Let me trace, however, something of the history of that other dispute which, after it had raged for centuries, Pius IX. undertook to settle: the question about the Immaculate Conception of the Virgin Mary. In a future Lecture, either this Term or the next, I mean to give you an explanation of this doctrine, which will make you acquainted with some of the most thorny speculations of scholastic theology. What I am at present concerned with is only the history of the doctrine, taken as a specimen history of a dispute within the Church of Rome. The history of a dispute is the best evidence as to what authority for settling disputes the disputants believe in.
When I speak of authority for settling disputes, it is well to remind you of a little ambiguity about this word authority. We might mean the authority of superior knowledge, or merely of official position. Any judge may have authority to decide a question of law, in the sense that his decision will bind the parties, and that they must submit to it but there are some judges who, on account of their knowledge and ability, rank as legal authorities, and have set precedents from which their successors differ with reluctance while, in this sense of the word, other judges are of no authority at all. Now everyone will grant to the Pope the authority of official position. He has power to declare the doctrine of his Church, to depose any ecclesiastic who rejects his decision, or even to excommunicate any lay person who opposes himself to it. But we might say as much for the Synod of the Church of Ireland. It, too, can declare the doctrine of that Church, and can make the acceptance of that doctrine a condition of clerical or lay communion. But now there is this difference between these two kinds of authority, that the interference of the authority of confessed superior knowledge is welcomed and willingly submitted to, while it is often just the reverse with the other kind of authority. If two of you were disputing on a subject of which you had little knowledge suppose, for instance, that you knew nothing of anatomy, and that you had a difference of opinion how many ribs a man has if a skilled anatomist were present, you would dispute no longer, but ask him and then the dispute would be at an end. There has been long and warm controversy as to the authorship of the letters of Junius. Suppose a sealed volume were discovered, to which the author had committed his secret, people would not refuse to break the seal because they had misgivings whether their own theory were the true one. All parties would say, let us know the truth and when the truth was known the controversy would be at an end.

= = = =

[Prompt 1]
In the lecture passage on authority for settling disputes, what body besides the Pope is said to be able to declare the doctrine of its Church?
[Prompt 2]
List every power that the lecture passage says the Pope has by virtue of his official position.
[Prompt 3]
Pick up the lecture on authority in disputes of the Church of Rome after its last sentence and write the next paragraph.
The rows are not needed for any of this work.

(Rows on locating named things)
= = = =

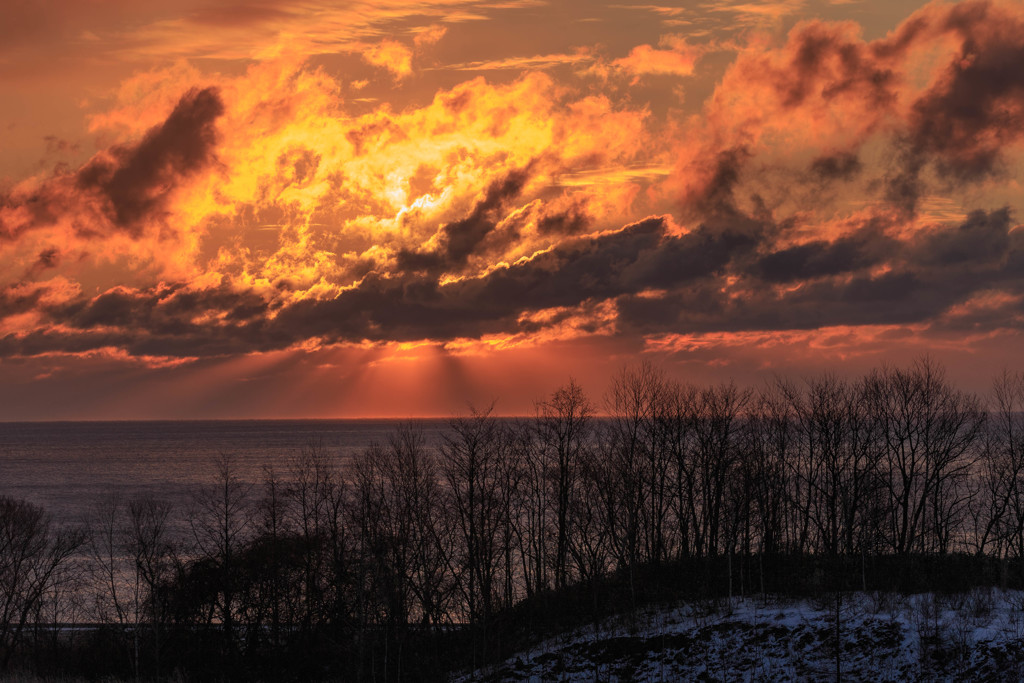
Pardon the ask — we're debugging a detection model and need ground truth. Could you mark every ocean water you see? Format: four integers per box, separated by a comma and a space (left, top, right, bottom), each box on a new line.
0, 420, 447, 522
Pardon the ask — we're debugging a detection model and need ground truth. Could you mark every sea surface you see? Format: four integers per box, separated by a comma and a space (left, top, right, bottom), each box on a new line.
0, 420, 447, 522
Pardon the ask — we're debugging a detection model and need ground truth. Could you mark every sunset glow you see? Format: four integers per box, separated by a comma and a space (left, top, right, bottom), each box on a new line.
0, 0, 1024, 420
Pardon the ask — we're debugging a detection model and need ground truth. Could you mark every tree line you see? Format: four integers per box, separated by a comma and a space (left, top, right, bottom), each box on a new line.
0, 358, 1024, 680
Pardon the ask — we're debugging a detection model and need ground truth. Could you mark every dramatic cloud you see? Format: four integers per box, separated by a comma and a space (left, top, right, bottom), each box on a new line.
0, 0, 1024, 417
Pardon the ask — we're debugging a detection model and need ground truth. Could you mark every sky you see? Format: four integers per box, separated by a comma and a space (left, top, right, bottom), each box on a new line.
0, 0, 1024, 420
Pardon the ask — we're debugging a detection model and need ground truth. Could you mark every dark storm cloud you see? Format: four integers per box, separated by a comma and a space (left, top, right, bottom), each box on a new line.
397, 169, 529, 273
537, 207, 591, 237
77, 88, 224, 229
0, 204, 1024, 357
0, 88, 224, 240
753, 227, 898, 283
888, 2, 1024, 209
914, 208, 1013, 267
774, 23, 896, 109
811, 152, 863, 180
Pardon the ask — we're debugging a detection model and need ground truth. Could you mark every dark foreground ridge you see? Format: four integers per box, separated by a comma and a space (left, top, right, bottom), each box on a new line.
6, 359, 1024, 681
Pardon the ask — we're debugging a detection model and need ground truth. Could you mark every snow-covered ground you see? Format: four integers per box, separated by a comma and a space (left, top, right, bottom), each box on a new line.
455, 589, 1024, 683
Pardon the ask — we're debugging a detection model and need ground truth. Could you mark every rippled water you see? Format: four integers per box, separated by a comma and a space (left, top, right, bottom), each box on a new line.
0, 420, 446, 520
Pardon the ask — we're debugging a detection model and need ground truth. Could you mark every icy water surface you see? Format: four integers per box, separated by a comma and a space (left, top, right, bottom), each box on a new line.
0, 420, 446, 520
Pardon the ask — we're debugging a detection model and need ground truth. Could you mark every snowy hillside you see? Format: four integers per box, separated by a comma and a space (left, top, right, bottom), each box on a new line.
456, 589, 1024, 682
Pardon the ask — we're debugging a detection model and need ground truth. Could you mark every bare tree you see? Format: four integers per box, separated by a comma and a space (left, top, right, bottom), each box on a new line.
0, 496, 85, 670
866, 357, 985, 554
188, 455, 253, 651
538, 379, 594, 588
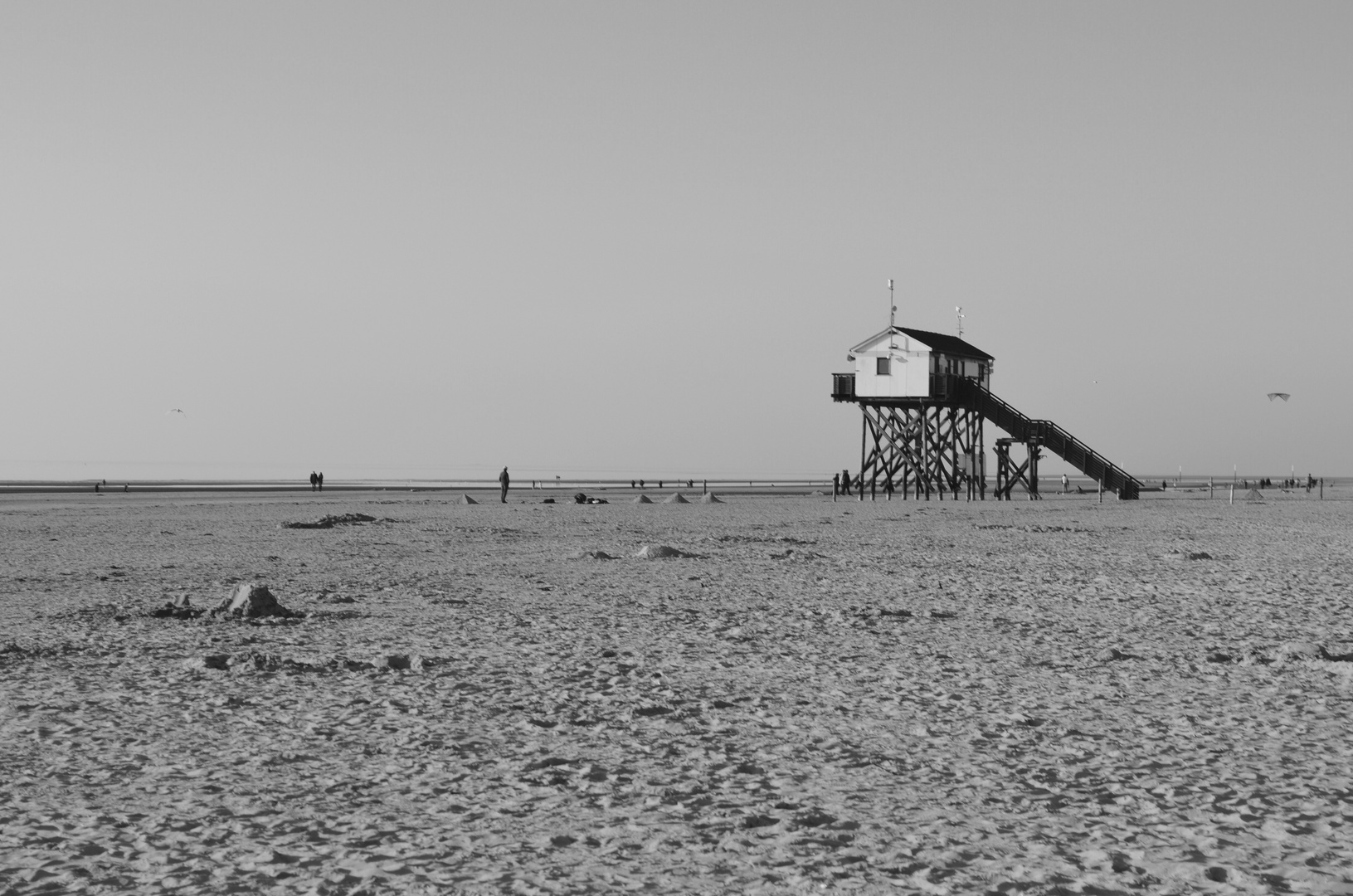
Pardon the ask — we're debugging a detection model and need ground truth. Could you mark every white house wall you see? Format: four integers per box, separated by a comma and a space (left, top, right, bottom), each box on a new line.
854, 333, 931, 398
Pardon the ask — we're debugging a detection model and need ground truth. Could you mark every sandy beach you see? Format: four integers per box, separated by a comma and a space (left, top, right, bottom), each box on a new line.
0, 489, 1353, 894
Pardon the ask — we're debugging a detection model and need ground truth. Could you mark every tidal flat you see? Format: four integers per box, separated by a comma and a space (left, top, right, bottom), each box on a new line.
0, 490, 1353, 894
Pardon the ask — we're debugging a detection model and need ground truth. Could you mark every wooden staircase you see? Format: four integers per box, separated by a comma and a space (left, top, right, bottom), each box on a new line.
942, 377, 1142, 501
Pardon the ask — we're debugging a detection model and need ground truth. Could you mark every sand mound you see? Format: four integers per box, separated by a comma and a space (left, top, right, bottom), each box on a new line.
281, 513, 376, 529
211, 582, 300, 619
635, 544, 695, 560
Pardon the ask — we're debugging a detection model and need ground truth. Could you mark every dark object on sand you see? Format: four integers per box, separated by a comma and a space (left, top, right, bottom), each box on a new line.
150, 594, 206, 619
211, 582, 302, 619
281, 513, 376, 529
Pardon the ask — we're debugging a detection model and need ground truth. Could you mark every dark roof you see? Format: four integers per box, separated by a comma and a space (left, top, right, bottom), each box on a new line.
897, 326, 995, 362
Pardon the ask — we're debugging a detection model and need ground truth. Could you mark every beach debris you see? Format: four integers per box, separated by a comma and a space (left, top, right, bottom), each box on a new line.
1278, 641, 1329, 660
635, 544, 699, 560
372, 654, 424, 671
568, 551, 618, 560
211, 582, 302, 619
1165, 551, 1216, 560
150, 594, 206, 619
281, 513, 376, 529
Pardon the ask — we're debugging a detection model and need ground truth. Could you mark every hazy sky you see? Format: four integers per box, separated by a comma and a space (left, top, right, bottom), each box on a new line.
0, 0, 1353, 480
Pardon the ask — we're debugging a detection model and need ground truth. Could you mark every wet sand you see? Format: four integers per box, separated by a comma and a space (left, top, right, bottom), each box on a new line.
0, 489, 1353, 894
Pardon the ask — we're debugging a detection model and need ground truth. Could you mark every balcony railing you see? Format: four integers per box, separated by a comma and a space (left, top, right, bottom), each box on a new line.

= = = =

[Right answer 1]
The Synod of the Church of Ireland.

[Right answer 2]
- To declare the doctrine of his Church
- To depose any ecclesiastic who rejects his decision
- To excommunicate any lay person who opposes himself to it

[Right answer 3]
It is quite the reverse when the interference is on the part of the authority, not of knowledge, but of official position. Then those who are likely to get the worst deprecate interference ; they threaten not to submit to the decision, and the fear of such a refusal of submission is apt to inspire great caution in the authority whose interference might be solicited. If it were proposed that the General Synod should make a new decision of doctrine condemning the views now held by some members of the Church, I can tell from experience what would be likely to occur. Those who felt themselves to be in a minority would struggle that the Synod should abstain from making any decision on the question ; they would threaten to leave the Church if their views were condemned ; and then a number of cautious moderate men, thinking the evils of a schism greater than those of the toleration of opinions from which they themselves dissented, would join the minority in preventing any decision from being pronounced.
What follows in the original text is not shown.